* _Your goal_: Identify each line of the data below that contains the string "riverbank" and copy those lines. The match is case-sensitive.

* _Data on object locations_:
* BEGIN *

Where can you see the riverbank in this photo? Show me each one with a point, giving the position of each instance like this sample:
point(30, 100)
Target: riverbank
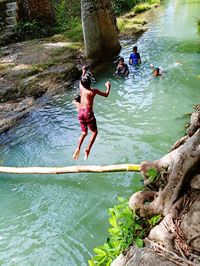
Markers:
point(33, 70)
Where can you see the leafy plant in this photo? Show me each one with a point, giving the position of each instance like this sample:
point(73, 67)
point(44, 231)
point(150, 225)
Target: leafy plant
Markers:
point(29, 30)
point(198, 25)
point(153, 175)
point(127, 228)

* END *
* BEGIN *

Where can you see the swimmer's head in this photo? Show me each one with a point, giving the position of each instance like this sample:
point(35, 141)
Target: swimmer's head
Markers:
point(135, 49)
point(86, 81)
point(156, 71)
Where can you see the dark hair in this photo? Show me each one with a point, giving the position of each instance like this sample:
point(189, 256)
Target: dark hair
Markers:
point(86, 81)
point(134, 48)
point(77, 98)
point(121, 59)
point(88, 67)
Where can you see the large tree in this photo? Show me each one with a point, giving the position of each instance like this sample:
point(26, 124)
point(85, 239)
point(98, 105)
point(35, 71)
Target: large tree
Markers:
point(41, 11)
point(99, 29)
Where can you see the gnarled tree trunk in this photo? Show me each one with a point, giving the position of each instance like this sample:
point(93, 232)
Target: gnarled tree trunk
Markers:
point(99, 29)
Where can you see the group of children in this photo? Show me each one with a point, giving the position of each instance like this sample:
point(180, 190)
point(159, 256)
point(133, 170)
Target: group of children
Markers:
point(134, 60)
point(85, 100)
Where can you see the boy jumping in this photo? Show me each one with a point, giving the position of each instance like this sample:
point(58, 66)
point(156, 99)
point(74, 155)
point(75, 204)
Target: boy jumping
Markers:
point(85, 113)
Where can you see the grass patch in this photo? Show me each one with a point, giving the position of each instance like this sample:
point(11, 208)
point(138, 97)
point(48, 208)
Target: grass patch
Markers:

* END *

* _Worked answer_:
Where can you see the riverbank in this photo? Show me each one with a point, giving the position of each instance like this sample:
Target: riverbank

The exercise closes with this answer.